— Exercise —
Will you copy out every one of the following lines verbatim?

— Data supplied —
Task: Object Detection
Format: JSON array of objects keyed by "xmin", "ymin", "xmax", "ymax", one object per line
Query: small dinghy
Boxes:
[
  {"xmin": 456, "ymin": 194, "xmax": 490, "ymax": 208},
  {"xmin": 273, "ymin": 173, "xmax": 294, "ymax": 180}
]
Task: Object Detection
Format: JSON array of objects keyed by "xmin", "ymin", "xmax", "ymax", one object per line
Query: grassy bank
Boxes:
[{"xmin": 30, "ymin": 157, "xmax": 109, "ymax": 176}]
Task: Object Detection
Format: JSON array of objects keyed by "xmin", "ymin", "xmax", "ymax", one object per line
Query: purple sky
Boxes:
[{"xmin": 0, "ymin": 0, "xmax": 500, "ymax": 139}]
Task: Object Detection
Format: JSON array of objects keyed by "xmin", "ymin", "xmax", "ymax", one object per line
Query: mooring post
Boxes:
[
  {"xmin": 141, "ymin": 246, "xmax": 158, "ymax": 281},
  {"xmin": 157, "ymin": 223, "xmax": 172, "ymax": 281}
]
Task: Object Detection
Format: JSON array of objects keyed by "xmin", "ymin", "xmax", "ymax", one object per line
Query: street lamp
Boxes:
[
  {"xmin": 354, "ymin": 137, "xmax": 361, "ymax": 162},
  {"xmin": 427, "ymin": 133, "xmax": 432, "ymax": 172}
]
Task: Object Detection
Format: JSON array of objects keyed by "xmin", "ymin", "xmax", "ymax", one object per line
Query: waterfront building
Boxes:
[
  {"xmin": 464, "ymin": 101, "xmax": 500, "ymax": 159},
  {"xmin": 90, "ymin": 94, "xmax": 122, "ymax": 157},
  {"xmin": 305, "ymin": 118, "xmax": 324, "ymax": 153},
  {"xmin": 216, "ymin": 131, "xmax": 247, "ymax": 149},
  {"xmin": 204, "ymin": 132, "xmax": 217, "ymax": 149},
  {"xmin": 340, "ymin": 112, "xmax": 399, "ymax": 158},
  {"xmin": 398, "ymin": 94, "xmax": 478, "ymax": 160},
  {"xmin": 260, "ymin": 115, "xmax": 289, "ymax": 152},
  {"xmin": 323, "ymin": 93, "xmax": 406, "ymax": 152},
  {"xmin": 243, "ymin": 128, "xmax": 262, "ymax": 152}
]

— Solution to this exercise —
Task: Object Detection
Format: JSON array of objects keyed by "xmin", "ymin", "xmax", "ymax", one object per line
Query: small dinghy
Boxes:
[
  {"xmin": 456, "ymin": 194, "xmax": 490, "ymax": 208},
  {"xmin": 273, "ymin": 173, "xmax": 294, "ymax": 180}
]
Task: Object Detection
Format: JSON array of objects keyed by "xmin", "ymin", "xmax", "ymax", one object per line
Query: grassy bank
Boxes:
[{"xmin": 30, "ymin": 157, "xmax": 109, "ymax": 176}]
Task: Object Detection
Format: JSON array of objects keyed by "xmin", "ymin", "xmax", "ymax", one object per line
Query: purple sky
Boxes:
[{"xmin": 0, "ymin": 0, "xmax": 500, "ymax": 139}]
Task: Object Detection
Format: JSON array of objects keyed by "xmin", "ymin", "xmax", "ymax", one object per line
Query: mooring post
Boxes:
[
  {"xmin": 141, "ymin": 246, "xmax": 158, "ymax": 281},
  {"xmin": 157, "ymin": 223, "xmax": 172, "ymax": 281}
]
Task: Object Detection
Format: JSON array of objects keyed by "xmin", "ymin", "xmax", "ymax", one object per line
Query: street lamp
Boxes:
[
  {"xmin": 354, "ymin": 137, "xmax": 361, "ymax": 162},
  {"xmin": 427, "ymin": 133, "xmax": 432, "ymax": 172}
]
Task: Object Detection
Format: JSON array of objects keyed by "xmin", "ymin", "xmax", "ymax", one object per line
Query: waterfront building
Boxes:
[
  {"xmin": 464, "ymin": 101, "xmax": 500, "ymax": 159},
  {"xmin": 90, "ymin": 94, "xmax": 122, "ymax": 157},
  {"xmin": 305, "ymin": 118, "xmax": 324, "ymax": 153},
  {"xmin": 216, "ymin": 131, "xmax": 247, "ymax": 149},
  {"xmin": 204, "ymin": 132, "xmax": 217, "ymax": 149},
  {"xmin": 340, "ymin": 112, "xmax": 399, "ymax": 158},
  {"xmin": 398, "ymin": 94, "xmax": 478, "ymax": 160},
  {"xmin": 260, "ymin": 115, "xmax": 289, "ymax": 152},
  {"xmin": 323, "ymin": 93, "xmax": 406, "ymax": 152},
  {"xmin": 243, "ymin": 128, "xmax": 262, "ymax": 152}
]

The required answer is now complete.